> _Work required_: Render the lines below as a Markdown table with the columns "Row" and "Line text", one row per line, numbered in order, skipping blank lines. Leave the pictures out of the table.

> _Excerpted data_:
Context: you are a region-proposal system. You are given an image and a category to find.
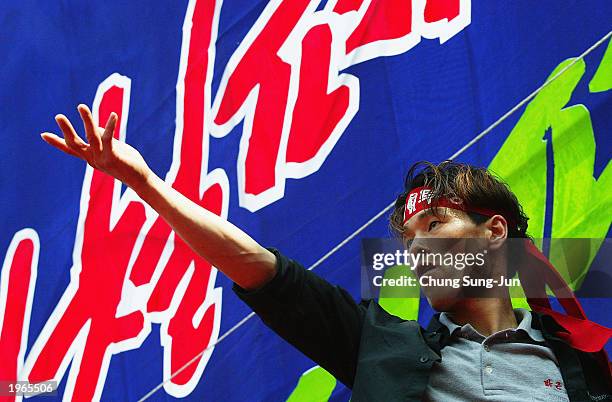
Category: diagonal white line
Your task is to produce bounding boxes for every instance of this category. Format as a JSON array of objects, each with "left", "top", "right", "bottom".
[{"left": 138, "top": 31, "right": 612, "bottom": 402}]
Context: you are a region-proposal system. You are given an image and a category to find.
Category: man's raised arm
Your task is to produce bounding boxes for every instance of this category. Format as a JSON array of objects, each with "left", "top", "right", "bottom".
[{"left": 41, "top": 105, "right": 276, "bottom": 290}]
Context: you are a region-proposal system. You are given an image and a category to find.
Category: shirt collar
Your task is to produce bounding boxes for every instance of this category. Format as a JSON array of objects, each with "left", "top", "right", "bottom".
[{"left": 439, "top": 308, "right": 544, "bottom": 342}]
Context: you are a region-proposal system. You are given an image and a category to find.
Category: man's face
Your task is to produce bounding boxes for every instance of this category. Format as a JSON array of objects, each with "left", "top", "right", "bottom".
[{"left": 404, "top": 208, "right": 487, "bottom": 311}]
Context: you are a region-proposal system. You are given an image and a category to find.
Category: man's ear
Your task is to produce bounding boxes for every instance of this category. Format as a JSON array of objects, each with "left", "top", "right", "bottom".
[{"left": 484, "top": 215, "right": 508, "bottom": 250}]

> _Response_:
| Row | Line text |
|---|---|
| 1 | Context: you are a region-proposal system. You are given an image and a category to find. |
| 2 | Category: diagonal white line |
| 3 | Your task is to produce bounding boxes for every instance of this category. Format as a JSON array of objects, each with "left", "top", "right", "bottom". |
| 4 | [{"left": 138, "top": 31, "right": 612, "bottom": 402}] |
| 5 | Context: you are a region-proposal system. You are given an image and a category to find. |
| 6 | Category: man's raised arm |
| 7 | Your task is to produce bounding boxes for every instance of this category. Format as a JSON array of objects, each with "left", "top", "right", "bottom". |
| 8 | [{"left": 41, "top": 105, "right": 276, "bottom": 290}] |
| 9 | Context: you are a region-proposal system. You are given an image and a category to find. |
| 10 | Category: shirt collar |
| 11 | Your task is to produce bounding boxes for every instance of this category. Format as a JSON array of objects, each with "left", "top", "right", "bottom". |
| 12 | [{"left": 439, "top": 308, "right": 544, "bottom": 342}] |
| 13 | Context: you are a region-proposal system. You are given an image and a category to find. |
| 14 | Category: man's face |
| 15 | Your task is to produce bounding boxes for every instance of this category. Format as a JSON array of objects, each with "left", "top", "right", "bottom". |
| 16 | [{"left": 404, "top": 208, "right": 487, "bottom": 311}] |
| 17 | Context: you are a region-proposal system. You are given an image and a category to find. |
| 18 | Category: man's ear |
| 19 | Your task is to produce bounding boxes for every instance of this category. Format as a JSON array of objects, each with "left", "top", "right", "bottom". |
| 20 | [{"left": 484, "top": 215, "right": 508, "bottom": 250}] |